=== Texto de origen ===
Nos gustan las historias del fin del mundo. Año tras año repensamos los escenarios de la catástrofe definitiva. Y este 2025 no ha sido la excepción, pues para antes de que termine la primera mitad del año, al menos en tres ocasiones habremos vivido el postapocalipsis; ya lo hicimos en El Eternauta y la segunda temporada de The Last of Us , y volveremos a hacerlo a finales de junio en la película 28 años después , de Danny Boyle.
Si revisitamos el fin de la civilización desde la ficción, no es porque seamos catastrofistas (bueno, un poco sí somos) o porque tengamos fijaciones bíblicas (bueno, en las culturas judeocristianas, sí). Es porque la ficción es un recurso “seguro” para explorar nuestras preocupaciones. Es, también, un síntoma (no la enfermedad) de la era que nos ha tocado vivir: si nos hemos obsesionado con los cataclismos es porque hemos acumulado desesperanza y queremos comprender qué nos ha traído a este punto. Cuando las ficciones en cuestión son buenas, su impronta no es sólo de derrota o congoja, sino una invitación a la reflexión catártica.
La ficción apocalíptica en el cine y la televisión nos sirve para reconciliarnos con la esperanza, para revisar los claroscuros del comportamiento humano y lo que hemos sembrado en nuestra cultura.
=== Material extraído ===
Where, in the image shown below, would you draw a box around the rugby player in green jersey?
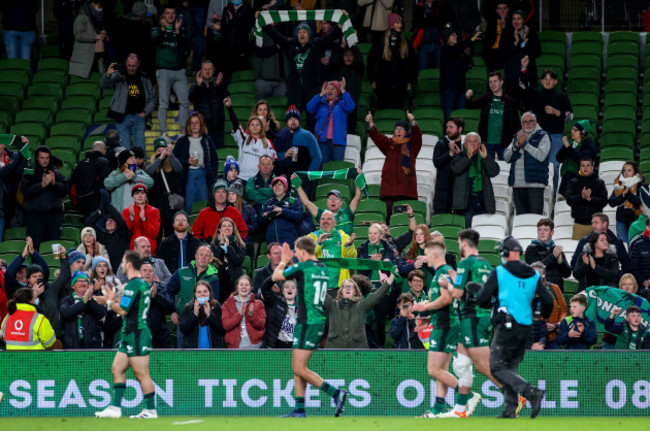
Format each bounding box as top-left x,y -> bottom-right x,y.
95,250 -> 158,419
271,236 -> 348,418
412,241 -> 460,418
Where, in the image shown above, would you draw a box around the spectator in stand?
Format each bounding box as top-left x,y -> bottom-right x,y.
189,60 -> 228,148
360,14 -> 418,109
71,141 -> 111,219
212,217 -> 246,301
571,213 -> 632,273
483,0 -> 511,72
253,242 -> 282,292
0,0 -> 40,62
221,275 -> 266,349
526,260 -> 570,350
100,54 -> 156,150
357,0 -> 395,42
521,65 -> 572,195
87,204 -> 131,268
308,211 -> 357,290
499,10 -> 542,102
20,146 -> 69,250
413,0 -> 445,70
104,150 -> 153,211
503,112 -> 551,214
3,237 -> 50,299
440,28 -> 483,121
77,227 -> 109,273
259,176 -> 303,247
178,281 -> 226,349
555,120 -> 598,197
605,305 -> 650,350
219,0 -> 255,83
291,181 -> 361,235
307,79 -> 356,163
323,273 -> 395,349
147,136 -> 183,243
192,178 -> 248,242
566,157 -> 609,239
366,111 -> 422,220
243,156 -> 275,214
573,232 -> 620,292
261,277 -> 298,349
151,5 -> 190,136
390,292 -> 424,350
270,105 -> 322,180
225,97 -> 276,181
465,72 -> 520,160
174,112 -> 219,213
158,211 -> 201,274
451,132 -> 500,227
61,271 -> 106,349
433,116 -> 465,214
0,287 -> 57,350
228,182 -> 259,257
630,219 -> 650,289
608,160 -> 648,244
525,218 -> 571,291
68,0 -> 108,78
122,184 -> 160,256
0,136 -> 24,241
557,295 -> 598,350
251,99 -> 280,141
264,18 -> 347,120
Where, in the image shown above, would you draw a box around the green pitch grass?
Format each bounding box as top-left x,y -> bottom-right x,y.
0,416 -> 650,431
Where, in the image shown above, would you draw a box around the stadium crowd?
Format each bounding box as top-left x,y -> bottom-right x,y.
0,0 -> 650,349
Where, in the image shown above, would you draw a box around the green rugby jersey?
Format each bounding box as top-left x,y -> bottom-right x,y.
120,277 -> 151,332
454,255 -> 492,319
282,260 -> 336,325
429,264 -> 460,329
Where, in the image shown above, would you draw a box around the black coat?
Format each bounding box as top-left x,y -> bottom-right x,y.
178,300 -> 226,349
61,296 -> 106,349
156,232 -> 201,274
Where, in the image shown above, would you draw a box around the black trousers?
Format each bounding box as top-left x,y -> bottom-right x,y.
490,322 -> 531,415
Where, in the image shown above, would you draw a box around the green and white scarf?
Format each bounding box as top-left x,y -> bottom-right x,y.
290,168 -> 368,203
254,9 -> 359,47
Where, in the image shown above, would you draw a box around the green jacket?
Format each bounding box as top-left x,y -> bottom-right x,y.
323,283 -> 390,349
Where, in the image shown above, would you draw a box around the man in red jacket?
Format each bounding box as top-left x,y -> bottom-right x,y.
192,178 -> 248,242
122,184 -> 160,256
366,111 -> 422,220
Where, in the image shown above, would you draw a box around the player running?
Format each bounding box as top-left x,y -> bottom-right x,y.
412,242 -> 470,418
95,250 -> 158,419
438,229 -> 501,418
271,236 -> 348,418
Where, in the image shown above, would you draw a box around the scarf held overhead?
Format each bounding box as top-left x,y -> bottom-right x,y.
254,9 -> 359,47
291,168 -> 368,202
===
## Consigna
Según el texto sobre la ficción apocalíptica, ¿por qué volvemos una y otra vez al fin de la civilización en la ficción? Contesta en una a tres oraciones. Los registros son material aparte y no forman parte del texto.

## Tu respuesta
Porque la ficción es un recurso “seguro” para explorar nuestras preocupaciones. Además, es un síntoma de nuestra época: nos obsesionan los cataclismos porque hemos acumulado desesperanza y queremos entender qué nos ha traído a este punto.